WHAT YOU NEED TO DO:
Reproduce every one of the following records word for word, omitting the pictures.

── SUPPLIED DATA ──

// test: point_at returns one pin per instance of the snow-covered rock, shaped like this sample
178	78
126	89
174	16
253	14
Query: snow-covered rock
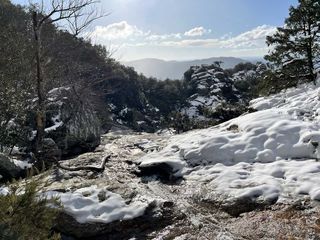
212	87
95	205
268	155
71	122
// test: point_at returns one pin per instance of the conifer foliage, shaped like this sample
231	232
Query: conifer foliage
295	47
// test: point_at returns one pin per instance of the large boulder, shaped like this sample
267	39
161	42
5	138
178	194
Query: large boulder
8	170
71	122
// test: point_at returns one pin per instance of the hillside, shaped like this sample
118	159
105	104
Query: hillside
260	168
161	69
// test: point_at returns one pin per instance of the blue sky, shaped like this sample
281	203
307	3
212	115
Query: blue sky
187	29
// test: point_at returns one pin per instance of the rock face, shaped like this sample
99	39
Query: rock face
8	170
213	94
71	123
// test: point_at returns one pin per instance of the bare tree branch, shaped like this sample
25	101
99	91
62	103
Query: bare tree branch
87	168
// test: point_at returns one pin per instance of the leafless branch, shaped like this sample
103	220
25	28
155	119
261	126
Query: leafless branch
87	168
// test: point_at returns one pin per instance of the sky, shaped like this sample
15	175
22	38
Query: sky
186	29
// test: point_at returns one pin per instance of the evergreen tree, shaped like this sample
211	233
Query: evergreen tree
295	47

───

EXERCISE ANSWER:
// test: point_at returns one pin per instance of the snow-covered rock, shaped like this sample
178	78
126	89
174	16
253	14
Query: snow-covered rock
212	87
95	205
268	155
71	122
// test: point_at returns one pin per instance of the conifer foliage, shaped like this sample
231	232
Query: conifer foliage
295	47
// test: point_at returns one pin per instance of the large boulder, shaped like this sample
267	39
161	42
5	138
178	194
Query: large boulder
8	170
71	122
// test: point_at returns one pin per instance of the hillside, shaped like this sample
118	159
105	104
Query: hillside
260	168
161	69
// test: point_at returns one pin per instance of the blue sky, shaped like this sample
281	203
307	3
212	115
Query: blue sky
187	29
// test: point_at returns one pin per instance of the rock face, shaped like this sample
99	39
Query: rock face
8	170
213	94
71	123
// test: point_at returns one pin per instance of the bare tree branch, shaped like this sample
25	101
99	91
62	103
Query: bare tree branch
87	168
// test: point_at returns one pin per instance of the leafless branch, shaped like this sample
103	220
25	28
155	119
261	126
Query: leafless branch
87	168
// test: point_at returns one pin per instance of the sky, shaped like this sample
15	175
22	38
Query: sky
186	29
// test: point_at returns one pin per instance of the evergreen tree, shaped like this sample
211	233
Query: evergreen tree
295	47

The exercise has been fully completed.